INPUT RECORDS:
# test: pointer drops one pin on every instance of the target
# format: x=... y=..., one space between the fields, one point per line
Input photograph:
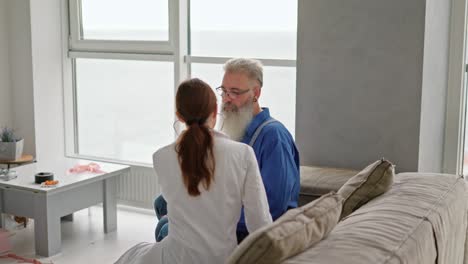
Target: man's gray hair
x=253 y=68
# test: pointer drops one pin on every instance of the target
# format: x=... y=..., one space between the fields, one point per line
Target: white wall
x=46 y=40
x=434 y=86
x=5 y=83
x=20 y=62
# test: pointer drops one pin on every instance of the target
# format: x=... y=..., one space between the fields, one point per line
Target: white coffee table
x=21 y=196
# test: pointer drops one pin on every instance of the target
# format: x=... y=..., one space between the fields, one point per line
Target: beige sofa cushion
x=292 y=233
x=421 y=219
x=317 y=181
x=371 y=182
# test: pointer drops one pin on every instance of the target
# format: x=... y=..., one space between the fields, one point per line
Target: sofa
x=421 y=218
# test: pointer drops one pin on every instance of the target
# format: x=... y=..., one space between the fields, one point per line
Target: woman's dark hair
x=195 y=103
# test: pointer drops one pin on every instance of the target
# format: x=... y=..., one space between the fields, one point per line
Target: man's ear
x=179 y=117
x=257 y=92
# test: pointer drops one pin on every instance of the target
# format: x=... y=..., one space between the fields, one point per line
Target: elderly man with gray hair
x=246 y=121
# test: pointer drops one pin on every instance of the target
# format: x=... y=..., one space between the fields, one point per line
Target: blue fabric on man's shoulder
x=278 y=160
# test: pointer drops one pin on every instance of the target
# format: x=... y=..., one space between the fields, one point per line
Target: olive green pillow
x=371 y=182
x=292 y=233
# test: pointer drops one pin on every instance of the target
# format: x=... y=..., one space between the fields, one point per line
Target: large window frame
x=455 y=117
x=176 y=50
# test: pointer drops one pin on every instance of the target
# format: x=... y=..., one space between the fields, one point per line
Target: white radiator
x=138 y=188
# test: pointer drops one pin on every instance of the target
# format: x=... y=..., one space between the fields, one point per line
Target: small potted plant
x=11 y=146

WHAT YOU NEED TO DO: Would you reproduce the lines above exactly, without carrying over the pictures?

SOLUTION TO THIS EXERCISE:
# test: pointer drops one pin on every instance of the target
# format: x=... y=..., one space between the fields, one point per line
Input photograph:
Target: man's gray hair
x=253 y=68
# test: pointer drops one pin on every instance of the target
# format: x=... y=..., one space between the fields, one point per line
Target: white wall
x=46 y=40
x=434 y=86
x=5 y=83
x=20 y=62
# test: pointer drops one pin on every instance of the target
# format: x=... y=..., one space between the fields, one point per line
Target: white coffee table
x=21 y=196
# test: pointer drops one pin on every instance of the target
# format: x=... y=..., one space between the fields, one point per line
Target: beige sofa cushion
x=292 y=233
x=421 y=219
x=317 y=181
x=371 y=182
# test: pointer drops one pin on every instance of the target
# format: x=... y=..., one space between the fields, one point per line
Target: sofa
x=421 y=218
# test: pointer drops one pin on every instance of the target
# format: x=... y=..., one space between the fields, one point per line
Target: woman's dark hair
x=195 y=103
# test: pointer drops one pin on every instance of the target
# format: x=... y=..., one space between the fields, one point per line
Target: man's ear
x=179 y=117
x=257 y=92
# test: pointer drops one pin on every instance of the target
# format: x=... y=..., one space between the fields, one point per line
Target: elderly man with gray hair
x=246 y=121
# test: pointer drops one pin on every instance of the target
# format: x=... y=..., one space between the fields, one point per line
Target: blue fabric on man's shoulder
x=278 y=160
# test: pointer drops one pin on every instance of the target
# format: x=... y=..., one space between the fields, one point per line
Target: olive green pillow
x=371 y=182
x=292 y=233
# test: pointer drops one pin on every instance of the target
# format: x=... y=..., one space between the fields, one point per line
Target: large window frame
x=455 y=117
x=176 y=50
# test: pointer drops one pin on every instance of the target
# format: x=... y=..., one space between the fields, one point per line
Target: white radiator
x=138 y=188
# test: pointer drops one pin on every instance of the target
# format: x=... y=..., one space between the fields, one point per line
Target: small potted plant
x=11 y=146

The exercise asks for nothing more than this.